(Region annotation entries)

--- start ---

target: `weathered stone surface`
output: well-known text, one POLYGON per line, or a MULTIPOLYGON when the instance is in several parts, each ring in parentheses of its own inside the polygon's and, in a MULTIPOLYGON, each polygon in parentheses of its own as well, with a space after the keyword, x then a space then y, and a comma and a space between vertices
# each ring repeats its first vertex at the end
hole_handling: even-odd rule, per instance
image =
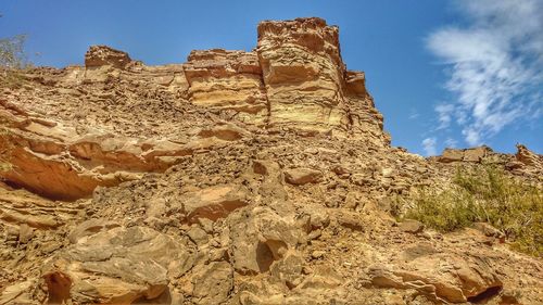
POLYGON ((124 68, 131 62, 126 52, 115 50, 108 46, 92 46, 85 54, 86 67, 99 67, 112 65, 117 68, 124 68))
POLYGON ((420 221, 413 219, 406 219, 400 223, 399 227, 400 230, 408 233, 420 233, 425 229, 425 226, 420 224, 420 221))
POLYGON ((541 259, 500 232, 393 216, 458 167, 541 189, 542 156, 391 147, 338 35, 0 73, 0 304, 541 304, 541 259))
POLYGON ((119 226, 121 225, 115 221, 105 219, 89 219, 75 227, 75 229, 70 232, 67 238, 72 243, 77 243, 77 241, 84 237, 92 236, 100 231, 106 231, 119 226))
POLYGON ((291 185, 315 183, 323 178, 323 173, 312 168, 292 168, 285 170, 285 180, 291 185))
POLYGON ((255 207, 229 217, 233 268, 241 274, 266 272, 288 250, 295 249, 300 231, 268 208, 255 207))
POLYGON ((232 289, 233 269, 227 262, 213 262, 198 270, 192 281, 194 304, 222 304, 232 289))
POLYGON ((405 266, 369 268, 374 285, 416 289, 437 302, 460 303, 502 288, 502 281, 484 259, 466 260, 458 256, 419 256, 405 266))
POLYGON ((264 123, 267 100, 256 53, 220 49, 192 51, 184 69, 192 103, 233 110, 240 113, 242 120, 264 123))
POLYGON ((181 198, 189 223, 199 218, 216 220, 249 204, 249 192, 242 186, 225 185, 189 192, 181 198))
POLYGON ((152 229, 113 228, 51 257, 43 278, 50 302, 130 304, 164 293, 168 276, 180 276, 191 267, 191 255, 152 229))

--- end ---

Rewrite the records with "weathered stone surface" changed to "eroded rock face" and everything else left as it is. Leave the pictures out of your answer.

**COMPLETED TASK**
target: `eroded rock face`
output: well-known text, one POLYGON per line, or a MULTIPOLYGON when the instance is in several parts, each ring in parentheses of its own inside the polygon's and, in a MULTIPOLYGON, each polygon in parentheses of its own as well, with a space after the keyword, x then a space then y, and a comma and a space between vertices
# each ring repeats its first vertex at the end
hole_handling: even-odd rule, per instance
image =
POLYGON ((124 68, 131 62, 126 52, 115 50, 108 46, 92 46, 85 54, 86 67, 99 67, 112 65, 117 68, 124 68))
POLYGON ((420 221, 413 219, 406 219, 400 223, 399 227, 400 230, 408 233, 420 233, 425 229, 425 226, 420 224, 420 221))
POLYGON ((541 259, 500 232, 393 216, 458 167, 541 189, 542 156, 391 147, 338 35, 0 73, 0 304, 541 304, 541 259))
POLYGON ((119 226, 121 225, 115 221, 105 219, 89 219, 75 227, 75 229, 70 232, 67 238, 72 243, 77 243, 77 241, 84 237, 92 236, 100 231, 106 231, 119 226))
POLYGON ((291 185, 315 183, 323 178, 323 173, 312 168, 292 168, 285 170, 285 180, 291 185))
POLYGON ((255 207, 229 217, 233 268, 241 274, 266 272, 288 250, 295 249, 300 231, 268 208, 255 207))
POLYGON ((232 289, 233 269, 227 262, 213 262, 198 270, 192 281, 194 304, 222 304, 232 289))
POLYGON ((405 266, 369 268, 374 285, 416 289, 437 302, 460 303, 502 288, 502 281, 484 259, 466 260, 458 256, 419 256, 405 266))
POLYGON ((264 123, 267 100, 256 53, 220 49, 192 51, 184 69, 192 103, 233 110, 240 113, 242 120, 264 123))
POLYGON ((181 198, 189 223, 199 218, 216 220, 249 204, 249 192, 242 186, 225 185, 189 192, 181 198))
POLYGON ((152 229, 113 228, 51 257, 43 278, 50 302, 130 304, 164 293, 168 276, 180 276, 191 267, 191 255, 152 229))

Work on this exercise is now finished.